- [ЗАДАНИЕ]: Замените во всех данных ниже «photograph» на «image» и приведите их полностью, не меняя ничего другого. Изображения в ответ не включайте.

- [ИСХОДНЫЕ ДАННЫЕ]:
........
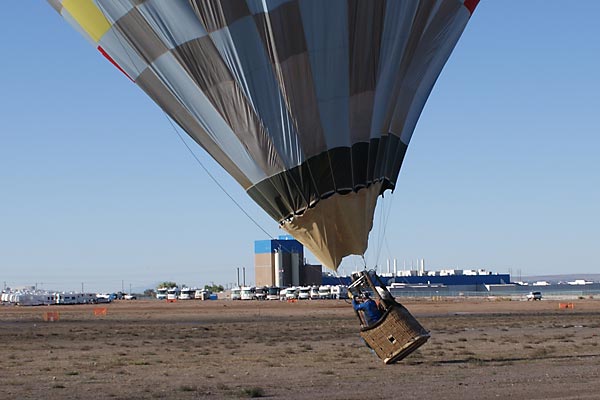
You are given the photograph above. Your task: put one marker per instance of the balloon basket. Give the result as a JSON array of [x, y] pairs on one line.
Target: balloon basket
[[396, 335]]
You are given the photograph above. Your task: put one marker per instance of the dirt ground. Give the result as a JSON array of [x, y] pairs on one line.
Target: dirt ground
[[479, 349]]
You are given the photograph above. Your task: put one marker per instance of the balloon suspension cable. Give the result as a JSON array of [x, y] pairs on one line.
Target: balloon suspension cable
[[383, 220], [190, 150], [215, 179]]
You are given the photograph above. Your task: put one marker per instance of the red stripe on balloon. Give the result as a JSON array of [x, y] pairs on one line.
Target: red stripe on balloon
[[113, 62], [471, 4]]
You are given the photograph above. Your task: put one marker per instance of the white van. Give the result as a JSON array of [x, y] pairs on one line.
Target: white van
[[339, 292], [325, 292], [236, 293], [248, 293]]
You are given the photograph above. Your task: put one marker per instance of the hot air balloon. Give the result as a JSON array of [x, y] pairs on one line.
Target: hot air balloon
[[308, 104]]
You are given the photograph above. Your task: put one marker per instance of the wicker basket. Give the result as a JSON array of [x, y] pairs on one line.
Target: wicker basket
[[395, 335]]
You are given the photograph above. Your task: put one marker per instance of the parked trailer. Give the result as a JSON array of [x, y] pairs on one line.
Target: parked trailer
[[273, 293], [248, 293], [173, 293], [187, 293], [161, 293], [325, 292]]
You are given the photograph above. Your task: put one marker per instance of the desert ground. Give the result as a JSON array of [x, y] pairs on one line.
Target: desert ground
[[479, 349]]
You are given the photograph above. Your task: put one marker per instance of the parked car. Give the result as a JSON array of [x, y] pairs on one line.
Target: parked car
[[534, 296]]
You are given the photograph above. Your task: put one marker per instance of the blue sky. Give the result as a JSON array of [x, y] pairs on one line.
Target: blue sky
[[502, 172]]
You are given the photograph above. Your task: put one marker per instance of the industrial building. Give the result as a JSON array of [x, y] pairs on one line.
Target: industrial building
[[280, 262]]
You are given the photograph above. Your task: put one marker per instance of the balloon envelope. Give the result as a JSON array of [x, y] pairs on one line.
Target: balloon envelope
[[308, 104]]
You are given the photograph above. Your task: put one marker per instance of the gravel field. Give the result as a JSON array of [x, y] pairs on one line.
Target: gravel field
[[479, 349]]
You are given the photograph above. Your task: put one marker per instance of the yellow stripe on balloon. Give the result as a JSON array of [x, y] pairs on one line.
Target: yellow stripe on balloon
[[88, 16]]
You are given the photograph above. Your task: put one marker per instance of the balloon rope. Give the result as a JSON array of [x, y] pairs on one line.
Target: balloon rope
[[383, 226], [215, 179]]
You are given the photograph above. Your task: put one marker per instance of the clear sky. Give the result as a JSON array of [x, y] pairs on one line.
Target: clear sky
[[502, 172]]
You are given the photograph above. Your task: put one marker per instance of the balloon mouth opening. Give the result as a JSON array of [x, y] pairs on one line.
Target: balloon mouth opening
[[386, 185]]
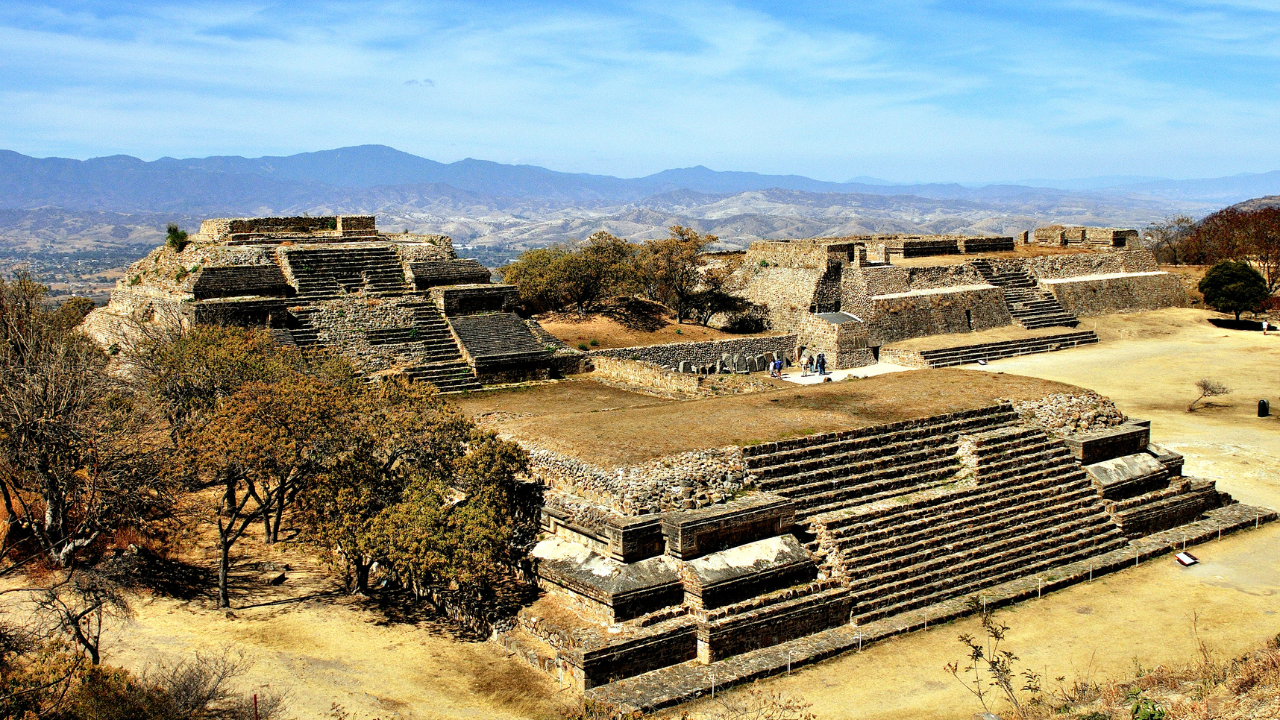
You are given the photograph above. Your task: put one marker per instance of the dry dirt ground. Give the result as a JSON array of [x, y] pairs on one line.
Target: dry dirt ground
[[627, 323], [1141, 615], [609, 431], [323, 648]]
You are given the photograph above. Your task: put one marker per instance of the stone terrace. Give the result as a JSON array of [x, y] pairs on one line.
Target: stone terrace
[[657, 428]]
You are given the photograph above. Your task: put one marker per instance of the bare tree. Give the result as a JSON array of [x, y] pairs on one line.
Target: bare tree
[[202, 688], [76, 459], [81, 605], [1208, 388], [759, 703], [1166, 237]]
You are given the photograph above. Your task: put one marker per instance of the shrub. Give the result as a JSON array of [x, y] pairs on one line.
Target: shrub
[[176, 237], [1233, 287]]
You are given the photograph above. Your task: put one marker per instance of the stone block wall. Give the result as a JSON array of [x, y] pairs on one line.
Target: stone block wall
........
- [ОТВЕТ НА ЗАДАНИЕ]:
You are given the image above. Your task: put one marker per instance of the balloon basket. Give the result as a JSON array of [x, y] pairs on one line.
Target: balloon basket
[[396, 335]]
You are given the image above. Your task: put one marker per instance of the dirt ground. Give the result as a JSON array of [x, y] pairs on one line.
Target: dirt ground
[[479, 349]]
You are given the image above. Your task: put one marker per instance of the balloon suspension cable. Give the result as a JSON array of [x, y] pairs on one line.
Target: balloon suspension cable
[[383, 220], [190, 150], [215, 179]]
You are given the image above. Your task: put one marker per instance of the red stripe on balloon. Give the result as a JSON array of [x, y] pairs on one line.
Target: red stripe on balloon
[[113, 62], [471, 4]]
You are given the image above. Your task: put one marker per instance of the white van. Give the result as a JSON array of [x, y] pairs on one line.
Target: white van
[[339, 292], [325, 292], [236, 293], [248, 293]]
You are given the image above. Your task: put one marker per instance of the hot air balloon. Give the result as a JSON array of [x, y] pairs on one line.
Target: hot air balloon
[[308, 104]]
You are given the image above. Your task: put one marker per instance of the wicker basket. Give the result as a JSON array of [x, y] pairs on one line.
Target: wicker basket
[[395, 335]]
You are given the image above. Your task: put one marker per instance of the parked trailer. Give the result as a JSON array of [x, y] pairs on one line.
Target: parked trailer
[[273, 293], [248, 293], [173, 293], [187, 293], [161, 293], [325, 292]]
You are given the image above. Your task: put one marker per instance of the desert ground. Give the result as a JSON array of [x, y] pairs on one line.
Target: desert ground
[[479, 349]]
You are given the image above. Your task: put one marker per instance of the parked car. Give the result as a JSON array of [x, y] pairs on one line.
Target: parked car
[[534, 296]]
You are given the image above. Your task: put one marker per instance of the blue sky. Give the result as a JSON array of [x, y] pairs on one line.
Target: blue sky
[[502, 172]]
You are given the image above. Your task: put one marker per instance of the industrial building. Give the result as a JSON array of [x, y] pairs on one line.
Target: industrial building
[[280, 262]]
You are given the image above. Your task: put one marker per instance of the balloon envelope. Give the result as a JSON array of [x, y] pairs on one line.
Target: balloon envelope
[[308, 104]]
You are given the image above. Your task: put one marker per instance of the gravel field. Give the result as a JSON array of [x, y] pairs on one line.
Target: gravel field
[[479, 349]]
You are given the image above. Your task: put one marker per instance of the yellow stripe on balloon. Give the result as a JSON array of [x, y] pairs on one line.
Target: yellow stripe on balloon
[[88, 16]]
You are given the image above. Your task: put one marker per instance of the balloon rope. Give the result as a JSON array of [x, y] pairs on one line.
Target: balloon rope
[[383, 226], [215, 179]]
You are given the image above. Your task: put one marker per instance of the clear sky. Give the result as a JSON array of [x, y] pairs on one line.
Target: clear sky
[[502, 172]]
You are given the image above. Your task: put one marker per instance of the balloon mouth opening. Give the result as a JSON array of [x, y] pairs on one line.
Target: balloon mouth opening
[[386, 185]]
You are given the image above. Your task: put one marker per instance of the dry dirt ground. Give the result as a JSON array of [x, y] pairs on one line.
Target: dry dirt ground
[[627, 323], [1141, 615], [609, 431], [323, 648]]
You are given the image above. Your task: put one marker per instance of the stone terrace. Give the result as a JSON array of [x, y] pairs on one line.
Target: stone terrace
[[657, 428]]
You are given the image above. Your task: put one marker per instance of the bare tree. Give the result as a JSON array of [x, y] pairs on one line.
Target: bare tree
[[202, 688], [76, 459], [81, 605], [1208, 388], [759, 703], [1166, 237]]
You are given the image above. Your task: put one marker per instance of the shrub. Give the result as a JSON array of [x, y] pairs on one line.
Target: shrub
[[176, 237], [1233, 287]]
You are given the image above. Your task: put one marker per instance of the stone block wall. Give the result as a JSON array of [x, y] pairs on one line.
Target: stone block wall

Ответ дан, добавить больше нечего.